**Selected extract**
—————

Clifton Pavilion at Bristol Zoo November 2008
The Annual Bristol Hip Meeting (sponsored by Smith & Nephew) was held in the Clifton Pavilion at Bristol Zoo. The facilities were perfect for such a meeting with a comfortable lecture theatre and an adjoining function room.
The faculty dinner took place at The Bristol Marriott Royal Hotel, College Green. The hotel provided ideal accommodation and a fine evening meal for the delegates and faculty.
The meeting was chaired by Tony Ward, Ashley Blom and myself. The faculty addressed hip preserving procedures and arthroscopic surgery of the hip, prior to evaluating the critical factors in total hip and resurfacing hip replacements. The different processes which alter metal bearing surfaces were discussed as well as specific design features necessary to improve resurfacing hip replacements. The design features from a clinician’s perspective were noted.
Due to the controversies of metal on metal bearing surfaces, a session was dedicated to “Probing Questions about Resurfacing Arthroplasty” to tease out the optimum patient selection. The differences between the various resurfacing hip replacements available in the market, as well as the biological consequences of metal on metal couples, were also covered in this session.

—————

Dataset records:
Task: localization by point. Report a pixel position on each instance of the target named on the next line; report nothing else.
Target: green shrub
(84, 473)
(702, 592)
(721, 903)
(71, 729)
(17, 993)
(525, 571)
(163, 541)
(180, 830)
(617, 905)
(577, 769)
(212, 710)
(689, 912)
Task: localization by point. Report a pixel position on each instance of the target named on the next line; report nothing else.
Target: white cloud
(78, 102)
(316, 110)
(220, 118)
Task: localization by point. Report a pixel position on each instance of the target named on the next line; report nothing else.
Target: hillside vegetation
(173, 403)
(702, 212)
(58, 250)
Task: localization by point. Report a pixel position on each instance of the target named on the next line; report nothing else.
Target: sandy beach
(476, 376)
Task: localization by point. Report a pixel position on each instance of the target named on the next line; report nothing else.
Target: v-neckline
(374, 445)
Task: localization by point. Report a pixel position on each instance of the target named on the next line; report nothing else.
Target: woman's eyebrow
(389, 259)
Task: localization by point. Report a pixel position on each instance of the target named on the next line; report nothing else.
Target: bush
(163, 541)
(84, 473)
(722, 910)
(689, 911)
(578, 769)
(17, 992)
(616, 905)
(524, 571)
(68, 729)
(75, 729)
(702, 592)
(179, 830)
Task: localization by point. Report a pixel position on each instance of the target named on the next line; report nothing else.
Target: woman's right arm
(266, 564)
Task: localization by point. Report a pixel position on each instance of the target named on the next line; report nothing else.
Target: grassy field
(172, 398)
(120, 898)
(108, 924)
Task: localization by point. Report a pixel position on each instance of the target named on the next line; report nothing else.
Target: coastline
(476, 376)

—————

**Questions to answer**
a – According to the Bristol Hip Meeting report, what did the session titled "Probing Questions about Resurfacing Arthroplasty" cover? List every item it names.
b – Carry on the Bristol Hip Meeting report from the end of its final paragraph.
The dataset records are separate material and are not part of the Bristol Hip Meeting report.

**Answers to the exercise**
a –
- The optimum patient selection
- The differences between the various resurfacing hip replacements available in the market
- The biological consequences of metal on metal couples

b –
This ushered in the next session on the alternative solutions to resurfacing the hip, such as the Thrust Plate (one of the original metaphyseal hip replacements), Derek McMinn’s Birmingham Midhead Resection and other neck sparing stem designs.
The bearing surfaces remain an all important factor in any joint replacement. This critical topic was furiously debated, comparing third generation polyethylenes with ceramic on ceramic couples and the new dissimilar bearing surface in the form of ceramic on metal launched to orthopaedic surgeons in Australia in 2008.
I presented on “Squeaking in ceramic on ceramic – is it a concern?”. I identified the well publicised, but relatively uncommon problem worldwide, of squeaking in ceramic on ceramic hip replacements. New composite ceramics have extremely low wear and fracture rates and remain an exceptional bearing surface for total hip replacements.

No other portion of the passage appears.